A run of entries
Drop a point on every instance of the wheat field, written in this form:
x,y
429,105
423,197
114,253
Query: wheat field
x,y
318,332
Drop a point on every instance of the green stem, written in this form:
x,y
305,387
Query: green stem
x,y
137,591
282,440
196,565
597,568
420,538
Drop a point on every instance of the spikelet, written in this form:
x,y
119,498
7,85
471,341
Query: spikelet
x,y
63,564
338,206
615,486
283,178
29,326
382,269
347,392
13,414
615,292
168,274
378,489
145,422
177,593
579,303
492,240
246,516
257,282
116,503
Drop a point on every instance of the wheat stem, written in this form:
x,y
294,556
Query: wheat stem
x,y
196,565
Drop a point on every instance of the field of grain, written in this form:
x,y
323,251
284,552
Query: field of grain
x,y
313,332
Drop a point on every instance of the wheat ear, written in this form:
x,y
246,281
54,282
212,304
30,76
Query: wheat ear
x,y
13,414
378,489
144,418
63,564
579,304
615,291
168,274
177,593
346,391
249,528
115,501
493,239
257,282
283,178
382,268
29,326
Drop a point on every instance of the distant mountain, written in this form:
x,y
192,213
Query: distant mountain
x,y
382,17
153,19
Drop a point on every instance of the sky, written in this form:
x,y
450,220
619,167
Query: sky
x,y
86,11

CHALLENGE>
Write out every line of the entries above as a JSON list of strings, one string per line, leaving out blank lines.

WRITTEN SOLUTION>
[
  "Drop a point on every instance of the wheat field, written in this form:",
  "x,y",
  "429,105",
  "423,197",
  "114,253",
  "Query: wheat field",
  "x,y",
  "318,332",
  "Drop a point on every instance of the green stem, written in this form:",
  "x,y",
  "305,387",
  "Query: green stem",
  "x,y",
  "137,591",
  "282,440",
  "196,565",
  "597,568",
  "420,538",
  "Drop a point on every instance of the spikelet, written in this form:",
  "x,y",
  "119,498",
  "7,85",
  "471,341",
  "Query: spikelet",
  "x,y",
  "63,564",
  "338,206",
  "615,486",
  "283,178",
  "29,326",
  "382,269",
  "347,392",
  "13,414",
  "615,292",
  "168,274",
  "378,489",
  "145,422",
  "177,593",
  "579,303",
  "492,240",
  "246,516",
  "257,282",
  "116,503",
  "Drop a point on every instance of the wheat stem, written in this form:",
  "x,y",
  "294,556",
  "Query: wheat stem",
  "x,y",
  "196,565",
  "Drop a point on every instance of the field of grain, written in this form:",
  "x,y",
  "323,251",
  "284,552",
  "Query: field of grain",
  "x,y",
  "313,332",
  "Drop a point on every instance of the wheat ear, written in this form:",
  "x,y",
  "246,281",
  "54,282",
  "212,304",
  "30,76",
  "Query: wheat ear",
  "x,y",
  "13,414",
  "378,489",
  "144,418",
  "63,564",
  "579,304",
  "615,291",
  "168,274",
  "177,593",
  "346,391",
  "249,528",
  "115,501",
  "493,239",
  "257,282",
  "283,178",
  "382,268",
  "29,326",
  "Drop a point on every instance of the distant mountain, written in this form:",
  "x,y",
  "192,213",
  "Query: distant mountain",
  "x,y",
  "382,17",
  "153,19",
  "Drop a point on every instance of the sky, written in this form:",
  "x,y",
  "450,220",
  "619,167",
  "Query: sky",
  "x,y",
  "86,11"
]